**REQUIRED TASKS**
1. Rewrite everything in the Le Mans race report from "Before the race" down to "the damp conditions.", using "pace cars" in place of "safety cars".
2. Write the next part of the Le Mans race report, picking up after its last sentence.
[PAGE TEXT — start]
What a difference a day-and 2890 miles-makes. After the first hour at this year's Le Mans 24 Hours, it looked as if Ford's expensive return to the world's most famous endurance race, timed to coincide with the 50th anniversary of the brand's first overall victory, was set to unravel in dramatic fashion in front of 263,500 fans.
Before the race even began, the #67 GT had been pushed off the grid and back to its garage with a gearbox fault. It was eventually fixed but with a delay that took it out of contention for class honors. Torrential rain meant the race began behind a trio of safety cars, and when these were eventually called in 52 minutes later, the remaining three Fords looked to be off the pace.
It took just four minutes for the #66 GT that was running second in class to be passed by the #51 Ferrari 458. The leading GT, #68, soon proved equally powerless to keep the Ferrari at bay, and before long both they and the Ferraris were overwhelmed by the flying Porsche Motorsport 911 RSRs, which proved to be particularly happy in the damp conditions.
[PAGE TEXT — finish]
[PROVIDED RECORDS — start]
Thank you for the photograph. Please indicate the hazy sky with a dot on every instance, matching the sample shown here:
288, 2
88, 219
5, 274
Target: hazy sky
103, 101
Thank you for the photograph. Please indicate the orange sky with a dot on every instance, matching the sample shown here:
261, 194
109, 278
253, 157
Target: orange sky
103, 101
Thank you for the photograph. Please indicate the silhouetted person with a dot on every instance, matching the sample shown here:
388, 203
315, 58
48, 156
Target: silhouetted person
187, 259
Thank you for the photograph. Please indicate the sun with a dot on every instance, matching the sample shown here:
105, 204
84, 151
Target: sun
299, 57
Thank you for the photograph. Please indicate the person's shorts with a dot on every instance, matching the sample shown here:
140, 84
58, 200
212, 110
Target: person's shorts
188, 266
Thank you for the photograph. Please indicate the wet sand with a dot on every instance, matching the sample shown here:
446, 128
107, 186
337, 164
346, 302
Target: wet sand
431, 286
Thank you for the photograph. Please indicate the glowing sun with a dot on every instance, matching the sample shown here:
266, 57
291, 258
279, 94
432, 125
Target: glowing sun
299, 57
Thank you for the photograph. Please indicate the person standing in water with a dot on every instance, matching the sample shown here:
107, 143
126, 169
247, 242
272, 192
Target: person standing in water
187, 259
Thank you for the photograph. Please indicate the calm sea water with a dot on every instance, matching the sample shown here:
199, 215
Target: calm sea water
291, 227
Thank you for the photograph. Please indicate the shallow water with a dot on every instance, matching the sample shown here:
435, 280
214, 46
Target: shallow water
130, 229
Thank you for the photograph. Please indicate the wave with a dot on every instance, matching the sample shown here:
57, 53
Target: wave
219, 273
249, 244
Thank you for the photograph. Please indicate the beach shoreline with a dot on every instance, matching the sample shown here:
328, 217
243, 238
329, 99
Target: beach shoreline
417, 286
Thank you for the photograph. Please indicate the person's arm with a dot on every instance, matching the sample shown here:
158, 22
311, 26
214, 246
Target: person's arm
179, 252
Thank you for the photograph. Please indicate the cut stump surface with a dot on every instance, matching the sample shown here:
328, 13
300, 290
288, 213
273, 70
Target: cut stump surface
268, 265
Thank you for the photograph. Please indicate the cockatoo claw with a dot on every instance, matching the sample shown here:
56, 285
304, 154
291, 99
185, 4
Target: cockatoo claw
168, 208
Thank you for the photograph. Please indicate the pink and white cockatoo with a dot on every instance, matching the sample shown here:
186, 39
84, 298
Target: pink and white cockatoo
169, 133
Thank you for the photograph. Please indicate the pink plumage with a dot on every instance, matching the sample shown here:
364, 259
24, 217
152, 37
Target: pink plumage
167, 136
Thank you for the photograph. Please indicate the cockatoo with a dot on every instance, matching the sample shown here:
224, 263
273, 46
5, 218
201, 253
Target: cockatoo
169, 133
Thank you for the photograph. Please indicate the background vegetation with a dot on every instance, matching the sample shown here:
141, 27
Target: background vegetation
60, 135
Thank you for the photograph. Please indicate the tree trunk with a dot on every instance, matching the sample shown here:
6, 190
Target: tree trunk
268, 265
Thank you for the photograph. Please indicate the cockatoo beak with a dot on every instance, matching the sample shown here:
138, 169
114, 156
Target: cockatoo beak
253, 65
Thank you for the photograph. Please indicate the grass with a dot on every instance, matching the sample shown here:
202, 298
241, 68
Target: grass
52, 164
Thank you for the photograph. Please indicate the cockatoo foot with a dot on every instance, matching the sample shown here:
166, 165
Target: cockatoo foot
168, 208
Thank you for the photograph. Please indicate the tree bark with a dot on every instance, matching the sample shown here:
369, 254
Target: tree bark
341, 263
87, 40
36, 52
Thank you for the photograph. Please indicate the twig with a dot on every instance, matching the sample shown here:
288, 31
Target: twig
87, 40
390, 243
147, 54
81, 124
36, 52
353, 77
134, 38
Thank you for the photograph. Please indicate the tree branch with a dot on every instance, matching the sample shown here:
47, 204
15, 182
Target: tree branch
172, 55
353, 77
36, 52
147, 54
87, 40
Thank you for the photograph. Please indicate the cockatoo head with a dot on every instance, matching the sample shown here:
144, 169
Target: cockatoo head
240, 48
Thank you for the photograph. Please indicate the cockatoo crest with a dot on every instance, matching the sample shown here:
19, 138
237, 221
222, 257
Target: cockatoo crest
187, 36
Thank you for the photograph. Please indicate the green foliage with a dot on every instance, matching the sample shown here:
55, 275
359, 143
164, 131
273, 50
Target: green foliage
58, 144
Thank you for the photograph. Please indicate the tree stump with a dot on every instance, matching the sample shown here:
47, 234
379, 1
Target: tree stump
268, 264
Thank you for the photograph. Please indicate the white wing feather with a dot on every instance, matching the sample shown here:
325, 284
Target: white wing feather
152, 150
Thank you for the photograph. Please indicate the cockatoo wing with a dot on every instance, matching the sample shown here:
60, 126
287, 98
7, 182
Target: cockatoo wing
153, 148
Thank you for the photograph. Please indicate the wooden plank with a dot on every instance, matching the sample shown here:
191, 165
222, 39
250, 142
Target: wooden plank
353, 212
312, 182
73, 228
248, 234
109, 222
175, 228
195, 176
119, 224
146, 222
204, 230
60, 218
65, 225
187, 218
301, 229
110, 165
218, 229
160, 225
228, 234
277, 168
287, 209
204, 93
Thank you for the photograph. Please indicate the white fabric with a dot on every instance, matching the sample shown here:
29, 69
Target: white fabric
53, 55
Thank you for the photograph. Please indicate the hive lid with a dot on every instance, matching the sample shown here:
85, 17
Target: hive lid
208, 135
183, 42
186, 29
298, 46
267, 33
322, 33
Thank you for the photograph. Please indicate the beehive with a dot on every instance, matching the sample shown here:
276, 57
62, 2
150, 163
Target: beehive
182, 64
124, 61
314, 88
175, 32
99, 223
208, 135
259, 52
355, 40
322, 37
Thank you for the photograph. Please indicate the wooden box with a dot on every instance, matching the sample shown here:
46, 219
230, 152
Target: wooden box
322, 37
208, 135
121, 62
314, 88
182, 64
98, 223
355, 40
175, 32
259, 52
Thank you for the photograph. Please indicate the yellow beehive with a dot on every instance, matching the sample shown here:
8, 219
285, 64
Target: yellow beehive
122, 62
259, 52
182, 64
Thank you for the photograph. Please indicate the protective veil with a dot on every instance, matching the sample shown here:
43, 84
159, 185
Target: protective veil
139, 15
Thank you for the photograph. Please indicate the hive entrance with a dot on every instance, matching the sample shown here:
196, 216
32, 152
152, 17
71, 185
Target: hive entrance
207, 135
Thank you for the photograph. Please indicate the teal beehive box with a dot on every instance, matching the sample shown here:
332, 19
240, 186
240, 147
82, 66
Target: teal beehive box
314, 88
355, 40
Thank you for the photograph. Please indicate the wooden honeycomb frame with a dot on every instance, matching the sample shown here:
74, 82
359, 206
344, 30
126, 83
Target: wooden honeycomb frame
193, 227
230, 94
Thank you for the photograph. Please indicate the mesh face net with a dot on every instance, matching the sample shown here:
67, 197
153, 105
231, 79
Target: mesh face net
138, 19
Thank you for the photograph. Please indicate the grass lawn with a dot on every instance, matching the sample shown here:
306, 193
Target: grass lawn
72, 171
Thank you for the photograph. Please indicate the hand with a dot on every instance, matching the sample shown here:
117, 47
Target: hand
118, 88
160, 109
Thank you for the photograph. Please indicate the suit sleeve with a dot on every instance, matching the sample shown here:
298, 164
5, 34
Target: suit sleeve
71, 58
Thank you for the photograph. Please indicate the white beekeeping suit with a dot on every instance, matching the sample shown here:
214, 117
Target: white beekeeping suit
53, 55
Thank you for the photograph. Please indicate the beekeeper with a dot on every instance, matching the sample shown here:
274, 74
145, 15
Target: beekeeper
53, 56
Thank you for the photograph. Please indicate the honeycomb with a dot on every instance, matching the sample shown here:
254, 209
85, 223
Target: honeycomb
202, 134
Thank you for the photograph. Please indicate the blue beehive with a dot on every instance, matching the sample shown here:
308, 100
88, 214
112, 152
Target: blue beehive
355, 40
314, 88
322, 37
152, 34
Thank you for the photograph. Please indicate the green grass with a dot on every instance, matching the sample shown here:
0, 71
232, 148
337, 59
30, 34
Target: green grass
[PROVIDED RECORDS — finish]
**RESPONSES**
1.
Before the race even began, the #67 GT had been pushed off the grid and back to its garage with a gearbox fault. It was eventually fixed but with a delay that took it out of contention for class honors. Torrential rain meant the race began behind a trio of pace cars, and when these were eventually called in 52 minutes later, the remaining three Fords looked to be off the pace.
It took just four minutes for the #66 GT that was running second in class to be passed by the #51 Ferrari 458. The leading GT, #68, soon proved equally powerless to keep the Ferrari at bay, and before long both they and the Ferraris were overwhelmed by the flying Porsche Motorsport 911 RSRs, which proved to be particularly happy in the damp conditions.

2.
The grins that had been worn by the senior executives in Ford's corporate hospitality unit faded. Although this is Ford's first year in the World Endurance Championship, we were in no doubt that Le Mans was the primary target. "It's optimized not just for the class but for here; it was designed for this track," Raj Nair, Ford's chief technical officer, told us before the race began, also admitting that it would have made more sense for the GT to make its debut a year earlier, to gain experience for the bid to win on the 50th anniversary of the GT40's first victory. "To be honest, we had some false starts. We had a window there that could have allowed us to run in '15, put the car out, and then really make the run in 2016 for the 50th anniversary. But we didn't get the program approved in time."